Exercise objective:
Can you print the data exactly and leave out each image?

Referring expression data
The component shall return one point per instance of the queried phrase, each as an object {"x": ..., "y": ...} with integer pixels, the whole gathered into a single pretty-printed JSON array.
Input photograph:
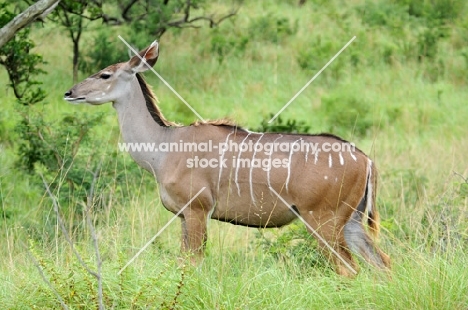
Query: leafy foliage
[
  {"x": 278, "y": 125},
  {"x": 20, "y": 63},
  {"x": 65, "y": 152}
]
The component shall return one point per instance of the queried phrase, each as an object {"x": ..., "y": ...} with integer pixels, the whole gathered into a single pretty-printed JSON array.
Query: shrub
[
  {"x": 345, "y": 113},
  {"x": 271, "y": 28}
]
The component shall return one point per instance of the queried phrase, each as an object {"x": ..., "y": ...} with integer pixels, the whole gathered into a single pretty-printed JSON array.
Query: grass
[{"x": 415, "y": 131}]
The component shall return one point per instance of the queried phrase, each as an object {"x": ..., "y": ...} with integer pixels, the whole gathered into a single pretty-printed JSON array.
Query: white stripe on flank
[
  {"x": 289, "y": 162},
  {"x": 220, "y": 163},
  {"x": 314, "y": 232},
  {"x": 236, "y": 162},
  {"x": 251, "y": 168},
  {"x": 268, "y": 171}
]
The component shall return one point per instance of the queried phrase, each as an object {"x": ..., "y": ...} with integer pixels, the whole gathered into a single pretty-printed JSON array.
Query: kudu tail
[{"x": 373, "y": 218}]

Answer to the exercise:
The component shall return one point per instance of the queried phrase, each as an object {"x": ..., "y": ...} with integer pixels, the whole gathered into a single pretty-printed JSON array.
Input photograph:
Query: leafy foliage
[
  {"x": 278, "y": 125},
  {"x": 20, "y": 63},
  {"x": 65, "y": 152}
]
The component shall return one point per instance of the queried phrase, each as an object {"x": ..., "y": ...} with integer pixels, the whole gathered into a single pretty-printed JSON array.
Query: shrub
[
  {"x": 345, "y": 113},
  {"x": 271, "y": 28}
]
The component shall return one point per instance of the queried phrase, each as an object {"x": ..., "y": ...} with integer pixels, the whole gathered into a single pretty-printed JSON array.
Query: grass
[{"x": 415, "y": 131}]
The component shall return one point per instance of the queried phrase, each as an object {"x": ..., "y": ...} with integer pixels, the whole gathered into a single pretty-printed JSON array.
Query: white stripe on flank
[
  {"x": 289, "y": 162},
  {"x": 220, "y": 163},
  {"x": 314, "y": 232},
  {"x": 236, "y": 162},
  {"x": 251, "y": 168},
  {"x": 268, "y": 171}
]
The component shall return one point per instance of the queried phrase, each as an object {"x": ..., "y": ...} with integer pixels, the whole gathered into a single pretty-printed JSON array.
Query: kudu tail
[{"x": 373, "y": 218}]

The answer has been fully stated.